__Exercise aim__. In full and without alteration, print the entries that follow.

Dataset entries
[Start of Attachment]

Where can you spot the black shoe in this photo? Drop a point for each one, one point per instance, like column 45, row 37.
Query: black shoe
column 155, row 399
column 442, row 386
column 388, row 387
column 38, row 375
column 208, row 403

[End of Attachment]

__Your response__.
Where can you spot the black shoe in this photo? Drop a point for each one, one point per instance, like column 45, row 37.
Query: black shoe
column 155, row 399
column 442, row 386
column 388, row 387
column 38, row 375
column 208, row 403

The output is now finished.